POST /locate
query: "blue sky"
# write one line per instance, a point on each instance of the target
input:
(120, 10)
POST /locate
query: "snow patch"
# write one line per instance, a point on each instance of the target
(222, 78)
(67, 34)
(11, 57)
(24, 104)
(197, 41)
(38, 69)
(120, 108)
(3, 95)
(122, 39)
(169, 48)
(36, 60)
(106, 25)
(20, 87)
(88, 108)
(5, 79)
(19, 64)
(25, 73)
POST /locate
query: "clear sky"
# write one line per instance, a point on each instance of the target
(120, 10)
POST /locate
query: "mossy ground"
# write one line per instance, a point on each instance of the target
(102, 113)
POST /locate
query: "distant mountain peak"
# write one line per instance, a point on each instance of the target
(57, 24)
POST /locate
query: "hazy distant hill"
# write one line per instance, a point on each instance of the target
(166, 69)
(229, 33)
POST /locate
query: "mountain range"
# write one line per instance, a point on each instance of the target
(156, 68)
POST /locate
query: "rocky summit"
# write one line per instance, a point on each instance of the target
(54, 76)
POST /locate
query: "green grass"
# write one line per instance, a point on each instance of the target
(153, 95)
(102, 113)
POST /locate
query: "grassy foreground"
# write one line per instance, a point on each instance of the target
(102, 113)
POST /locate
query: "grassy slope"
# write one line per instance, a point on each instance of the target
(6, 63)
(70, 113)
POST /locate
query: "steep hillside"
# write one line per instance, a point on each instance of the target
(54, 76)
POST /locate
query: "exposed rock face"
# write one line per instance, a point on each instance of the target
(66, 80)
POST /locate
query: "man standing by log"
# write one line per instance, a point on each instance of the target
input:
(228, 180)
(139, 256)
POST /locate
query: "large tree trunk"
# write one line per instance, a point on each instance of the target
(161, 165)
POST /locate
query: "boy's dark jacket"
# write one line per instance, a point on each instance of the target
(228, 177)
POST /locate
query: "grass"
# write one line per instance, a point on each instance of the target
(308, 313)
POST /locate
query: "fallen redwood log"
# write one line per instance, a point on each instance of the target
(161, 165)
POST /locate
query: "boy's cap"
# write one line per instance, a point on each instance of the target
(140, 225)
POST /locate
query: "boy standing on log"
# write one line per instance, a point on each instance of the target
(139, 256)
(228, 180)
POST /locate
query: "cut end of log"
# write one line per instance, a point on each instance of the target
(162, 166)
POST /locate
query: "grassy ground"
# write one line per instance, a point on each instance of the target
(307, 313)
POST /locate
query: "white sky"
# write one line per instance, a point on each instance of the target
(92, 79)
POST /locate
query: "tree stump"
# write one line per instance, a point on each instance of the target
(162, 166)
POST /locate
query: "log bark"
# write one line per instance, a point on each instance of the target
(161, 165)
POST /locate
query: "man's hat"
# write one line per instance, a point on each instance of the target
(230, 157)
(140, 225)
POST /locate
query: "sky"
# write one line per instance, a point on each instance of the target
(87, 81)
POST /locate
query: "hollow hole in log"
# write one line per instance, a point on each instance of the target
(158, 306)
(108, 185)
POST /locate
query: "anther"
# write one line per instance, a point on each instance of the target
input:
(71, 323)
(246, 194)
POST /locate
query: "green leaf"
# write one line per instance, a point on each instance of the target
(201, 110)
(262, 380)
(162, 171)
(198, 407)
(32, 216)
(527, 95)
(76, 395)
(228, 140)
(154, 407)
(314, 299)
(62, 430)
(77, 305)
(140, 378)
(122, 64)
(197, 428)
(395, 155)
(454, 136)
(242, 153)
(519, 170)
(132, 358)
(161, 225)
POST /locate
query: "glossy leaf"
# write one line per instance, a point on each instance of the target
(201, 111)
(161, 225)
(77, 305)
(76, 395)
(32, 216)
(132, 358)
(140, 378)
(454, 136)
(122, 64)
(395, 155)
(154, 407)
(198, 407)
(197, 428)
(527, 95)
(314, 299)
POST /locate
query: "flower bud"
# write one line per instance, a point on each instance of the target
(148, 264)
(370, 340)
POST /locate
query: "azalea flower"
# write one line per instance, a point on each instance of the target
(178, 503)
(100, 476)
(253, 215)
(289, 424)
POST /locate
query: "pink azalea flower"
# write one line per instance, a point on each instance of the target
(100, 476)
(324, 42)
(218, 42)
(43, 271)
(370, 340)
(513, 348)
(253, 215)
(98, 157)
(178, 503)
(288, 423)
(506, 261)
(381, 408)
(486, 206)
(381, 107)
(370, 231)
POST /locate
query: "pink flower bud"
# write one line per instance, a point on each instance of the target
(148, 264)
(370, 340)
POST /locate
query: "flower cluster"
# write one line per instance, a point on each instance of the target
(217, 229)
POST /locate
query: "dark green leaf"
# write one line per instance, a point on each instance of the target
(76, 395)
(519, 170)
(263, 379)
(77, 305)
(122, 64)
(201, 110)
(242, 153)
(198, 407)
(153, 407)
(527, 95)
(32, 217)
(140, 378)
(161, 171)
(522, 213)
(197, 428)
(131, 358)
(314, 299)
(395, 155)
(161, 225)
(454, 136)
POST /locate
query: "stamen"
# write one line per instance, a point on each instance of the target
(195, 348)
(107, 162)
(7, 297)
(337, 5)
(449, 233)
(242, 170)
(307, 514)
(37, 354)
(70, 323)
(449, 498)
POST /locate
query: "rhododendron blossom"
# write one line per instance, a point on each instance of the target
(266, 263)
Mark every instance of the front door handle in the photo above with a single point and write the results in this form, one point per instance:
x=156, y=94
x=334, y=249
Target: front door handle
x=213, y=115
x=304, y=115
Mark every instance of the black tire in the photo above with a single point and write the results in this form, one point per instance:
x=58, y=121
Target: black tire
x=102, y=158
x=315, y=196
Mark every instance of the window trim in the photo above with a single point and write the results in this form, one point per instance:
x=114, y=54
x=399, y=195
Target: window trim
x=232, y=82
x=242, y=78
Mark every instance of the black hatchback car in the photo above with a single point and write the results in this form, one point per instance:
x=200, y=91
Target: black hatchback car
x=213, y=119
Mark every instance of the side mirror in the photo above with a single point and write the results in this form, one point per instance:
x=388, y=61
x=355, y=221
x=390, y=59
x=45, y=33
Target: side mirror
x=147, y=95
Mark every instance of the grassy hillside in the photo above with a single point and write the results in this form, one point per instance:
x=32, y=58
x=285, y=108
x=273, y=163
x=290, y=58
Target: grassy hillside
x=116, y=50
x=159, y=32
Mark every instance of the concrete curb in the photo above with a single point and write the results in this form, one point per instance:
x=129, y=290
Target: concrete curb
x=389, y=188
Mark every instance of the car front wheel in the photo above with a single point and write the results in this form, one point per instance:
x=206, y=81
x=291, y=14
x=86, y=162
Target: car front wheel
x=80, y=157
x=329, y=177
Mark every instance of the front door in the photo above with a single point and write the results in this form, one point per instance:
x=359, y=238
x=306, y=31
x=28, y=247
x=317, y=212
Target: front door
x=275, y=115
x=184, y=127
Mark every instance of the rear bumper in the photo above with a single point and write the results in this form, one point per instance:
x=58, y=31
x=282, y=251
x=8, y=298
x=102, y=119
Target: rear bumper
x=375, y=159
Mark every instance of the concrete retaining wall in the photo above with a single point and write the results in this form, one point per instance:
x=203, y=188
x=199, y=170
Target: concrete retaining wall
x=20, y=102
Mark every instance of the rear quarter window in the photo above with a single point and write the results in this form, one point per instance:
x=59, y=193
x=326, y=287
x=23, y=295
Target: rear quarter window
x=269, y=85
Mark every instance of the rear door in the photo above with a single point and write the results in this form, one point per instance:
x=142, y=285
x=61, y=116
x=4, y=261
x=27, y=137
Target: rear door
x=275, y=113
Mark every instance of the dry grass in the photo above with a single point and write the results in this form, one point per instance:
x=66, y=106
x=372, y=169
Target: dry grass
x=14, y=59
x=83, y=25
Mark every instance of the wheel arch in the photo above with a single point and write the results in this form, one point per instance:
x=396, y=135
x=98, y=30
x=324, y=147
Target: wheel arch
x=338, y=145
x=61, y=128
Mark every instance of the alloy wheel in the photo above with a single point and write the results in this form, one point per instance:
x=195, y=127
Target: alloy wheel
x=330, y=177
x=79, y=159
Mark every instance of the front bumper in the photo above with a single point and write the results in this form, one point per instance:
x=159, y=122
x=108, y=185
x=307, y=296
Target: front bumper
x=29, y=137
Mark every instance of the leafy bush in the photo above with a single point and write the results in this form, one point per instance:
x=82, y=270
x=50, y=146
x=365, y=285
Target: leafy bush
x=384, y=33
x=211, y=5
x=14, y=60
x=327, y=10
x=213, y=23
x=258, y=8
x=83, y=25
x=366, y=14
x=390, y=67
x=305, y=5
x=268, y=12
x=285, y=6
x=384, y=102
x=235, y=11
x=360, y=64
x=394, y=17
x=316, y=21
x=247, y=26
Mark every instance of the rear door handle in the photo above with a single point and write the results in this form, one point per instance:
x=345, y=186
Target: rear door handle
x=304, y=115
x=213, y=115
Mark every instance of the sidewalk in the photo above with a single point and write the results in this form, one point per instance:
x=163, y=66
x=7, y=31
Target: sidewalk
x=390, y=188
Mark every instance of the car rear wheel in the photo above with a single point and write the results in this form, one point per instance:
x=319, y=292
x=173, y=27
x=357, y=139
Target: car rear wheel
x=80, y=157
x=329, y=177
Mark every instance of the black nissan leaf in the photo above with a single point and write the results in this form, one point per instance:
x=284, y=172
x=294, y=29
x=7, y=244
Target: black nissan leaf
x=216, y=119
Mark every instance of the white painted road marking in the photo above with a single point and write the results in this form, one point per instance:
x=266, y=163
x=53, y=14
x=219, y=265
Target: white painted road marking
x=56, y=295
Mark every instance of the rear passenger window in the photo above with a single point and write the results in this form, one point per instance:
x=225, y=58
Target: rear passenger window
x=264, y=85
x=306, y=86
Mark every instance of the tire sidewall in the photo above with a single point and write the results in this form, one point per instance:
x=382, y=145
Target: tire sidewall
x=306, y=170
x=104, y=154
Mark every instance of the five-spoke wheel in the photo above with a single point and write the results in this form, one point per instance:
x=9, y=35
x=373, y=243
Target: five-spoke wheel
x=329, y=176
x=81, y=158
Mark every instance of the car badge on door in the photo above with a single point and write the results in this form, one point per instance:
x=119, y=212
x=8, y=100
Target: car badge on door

==============================

**Task objective:** Each line of the entries above that contains "badge" is to be copied.

**Answer to this task:**
Mark every instance of the car badge on door in the photo above with a single point and write the results in this form, one point per instance:
Target: car badge on door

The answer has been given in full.